УСЛОВИЕ ЗАДАЧИ A: В чью пользу, согласно отрывку об отречении Николая II, царь до трех часов дня думал отречься?

----- ФРАГМЕНТ ТЕКСТА -----

Гучков, наконец, справился с волнением и стал рассказывать царю, что «происходит в Петрограде… Он говорил правду, ничего не утаивая… Государь смотрел перед собой, спокойно, совершенно непроницаемо. Единственное, что мне казалось, можно было угадать в его лице: «Эта длинная речь – лишняя».
Тем временем генерал Рузский шепотом сообщил Шульгину, что к Пскову двигались грузовики с вооруженными солдатами, которые были задержаны. Рузский не знал, кто направил эти грузовики, а Шульгин не был уверен, что вооруженных людей удастся долго сдерживать.
Когда Гучков кончил речь, Николай II сказал: «Я принял решение отречься от престола… До трех часов сегодняшнего дня я думал, что могу отречься в пользу сына, Алексея… Но к этому времени я переменил решение в пользу своего брата Михаила… Надеюсь, вы поймете чувства отца». Шульгин заметил: «Последнюю фразу он сказал тише».

----- ИСХОДНЫЕ ДАННЫЕ -----

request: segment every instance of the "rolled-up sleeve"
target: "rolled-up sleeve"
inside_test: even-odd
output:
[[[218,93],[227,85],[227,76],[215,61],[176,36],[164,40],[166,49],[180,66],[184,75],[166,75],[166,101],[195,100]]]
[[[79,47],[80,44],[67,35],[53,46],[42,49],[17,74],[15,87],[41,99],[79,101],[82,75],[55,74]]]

-----

УСЛОВИЕ ЗАДАЧИ B: Отредактируйте записи: замените в них «even-odd» на «nonzero», а всё остальное оставьте как есть.

ПРАВИЛЬНЫЙ ОТВЕТ A: В пользу сына, Алексея.

ПРАВИЛЬНЫЙ ОТВЕТ B:
request: segment every instance of the "rolled-up sleeve"
target: "rolled-up sleeve"
inside_test: nonzero
output:
[[[218,93],[227,85],[227,76],[215,61],[176,36],[164,40],[166,49],[180,66],[184,75],[166,75],[166,101],[195,100]]]
[[[79,47],[80,44],[67,35],[53,46],[42,49],[17,74],[15,87],[41,99],[79,101],[82,75],[55,74]]]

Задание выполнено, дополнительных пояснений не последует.